## What is required:
Repeat the entries below word for word, leaving out the pictures.

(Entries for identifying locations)
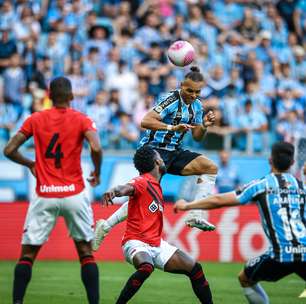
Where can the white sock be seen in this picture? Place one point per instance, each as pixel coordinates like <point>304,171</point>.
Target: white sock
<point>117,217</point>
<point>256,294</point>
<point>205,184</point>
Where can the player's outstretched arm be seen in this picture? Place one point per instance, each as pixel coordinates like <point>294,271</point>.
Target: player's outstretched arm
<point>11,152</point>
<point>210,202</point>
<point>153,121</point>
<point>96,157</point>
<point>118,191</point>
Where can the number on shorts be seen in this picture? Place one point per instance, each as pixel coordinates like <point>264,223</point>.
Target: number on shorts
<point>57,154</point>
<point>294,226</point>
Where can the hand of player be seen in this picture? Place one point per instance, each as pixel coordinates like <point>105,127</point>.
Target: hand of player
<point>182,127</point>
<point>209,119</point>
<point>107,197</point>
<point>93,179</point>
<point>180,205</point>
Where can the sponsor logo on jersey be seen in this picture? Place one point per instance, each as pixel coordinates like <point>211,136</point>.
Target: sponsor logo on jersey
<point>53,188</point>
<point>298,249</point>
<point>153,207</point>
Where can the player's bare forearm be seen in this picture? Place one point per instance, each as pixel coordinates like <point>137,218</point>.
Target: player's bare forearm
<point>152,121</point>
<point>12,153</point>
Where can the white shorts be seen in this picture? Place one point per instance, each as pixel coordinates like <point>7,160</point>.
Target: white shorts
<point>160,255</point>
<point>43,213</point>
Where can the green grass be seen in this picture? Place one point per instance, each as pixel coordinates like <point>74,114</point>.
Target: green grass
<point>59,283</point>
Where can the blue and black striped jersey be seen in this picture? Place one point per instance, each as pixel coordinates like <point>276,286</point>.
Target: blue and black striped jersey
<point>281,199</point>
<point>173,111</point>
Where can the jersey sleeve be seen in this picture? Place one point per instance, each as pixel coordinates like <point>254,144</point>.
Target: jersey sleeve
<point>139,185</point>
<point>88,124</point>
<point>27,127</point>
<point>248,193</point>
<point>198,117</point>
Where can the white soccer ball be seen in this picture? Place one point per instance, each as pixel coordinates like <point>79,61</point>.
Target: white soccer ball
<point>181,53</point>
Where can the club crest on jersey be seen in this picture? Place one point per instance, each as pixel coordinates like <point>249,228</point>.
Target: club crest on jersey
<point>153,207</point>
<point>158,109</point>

## Result:
Where can the white sock be seen in this picture? Place one point per instance, each as pixel coordinates like <point>304,171</point>.
Target: white sock
<point>117,217</point>
<point>256,294</point>
<point>205,184</point>
Where can the player's outstretched arm be seen in this picture? Place one point per instance, each as pixel coordinates like <point>294,271</point>.
Target: player's outstretched arm
<point>11,152</point>
<point>210,202</point>
<point>153,121</point>
<point>96,157</point>
<point>118,191</point>
Where can the number on shorts be seen in this picture? Place one point per instance, each as pixel coordinates like <point>264,223</point>.
Target: number on shorts
<point>57,154</point>
<point>294,226</point>
Where can the hand of player be seen in this picture? Place one point per instance, each as pixel coordinates like <point>105,127</point>.
Target: hand of player
<point>182,127</point>
<point>209,119</point>
<point>107,197</point>
<point>93,179</point>
<point>180,205</point>
Where can the sponsor logo on jersey be seen in this picture? Place one point per instance, each as pixel coordinates like <point>211,136</point>.
Target: sponsor logo on jersey
<point>53,188</point>
<point>298,249</point>
<point>153,207</point>
Where can the player's bare forearm be seen in this picture? Place one point per instance, each as pixel coordinates like <point>137,218</point>.
Target: player's bare forearm
<point>152,121</point>
<point>12,153</point>
Where can the white shorts be seen in this picture? Place one point per instance, each as pixel coordinates like <point>7,160</point>.
Target: white shorts
<point>160,255</point>
<point>43,213</point>
Where can the green grass be seen in this picture? Place one point per instance, each as pixel coordinates like <point>74,114</point>.
Target: green grass
<point>59,283</point>
Where can the blue and black striped jersey be seen in this picture? Place one point per instance, each as pixel coordinates like <point>276,286</point>.
Target: blue and black striped jersey
<point>281,199</point>
<point>173,111</point>
Where can the jersey sleeve be seen in this picture? Place one point per instance, each as pixel coordinates like <point>254,144</point>.
Target: jersey sleeve
<point>139,185</point>
<point>88,124</point>
<point>27,127</point>
<point>248,193</point>
<point>198,117</point>
Where can the white soccer ball be seen in this picture? Place one point per instance, each as pixel coordinates like <point>79,61</point>.
Target: white soccer ball
<point>181,53</point>
Where can the club crest on jersey be seen in this picture? Place one point per instance, each as pixel coordinates like <point>249,228</point>.
Target: club crest on jersey
<point>153,207</point>
<point>158,109</point>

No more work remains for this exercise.